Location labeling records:
■ ■ ■ ■ ■

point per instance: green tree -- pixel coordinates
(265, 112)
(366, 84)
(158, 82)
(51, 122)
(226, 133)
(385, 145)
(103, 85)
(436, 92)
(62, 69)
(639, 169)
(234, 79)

■ ■ ■ ■ ■

Direction -
Output every line of the records as a numbered list, omitting any blank lines.

Final answer -
1. point per instance: green tree -- pixel coordinates
2. (265, 112)
3. (366, 84)
4. (158, 82)
5. (51, 122)
6. (226, 133)
7. (385, 145)
8. (103, 85)
9. (436, 92)
10. (62, 69)
11. (639, 169)
12. (234, 79)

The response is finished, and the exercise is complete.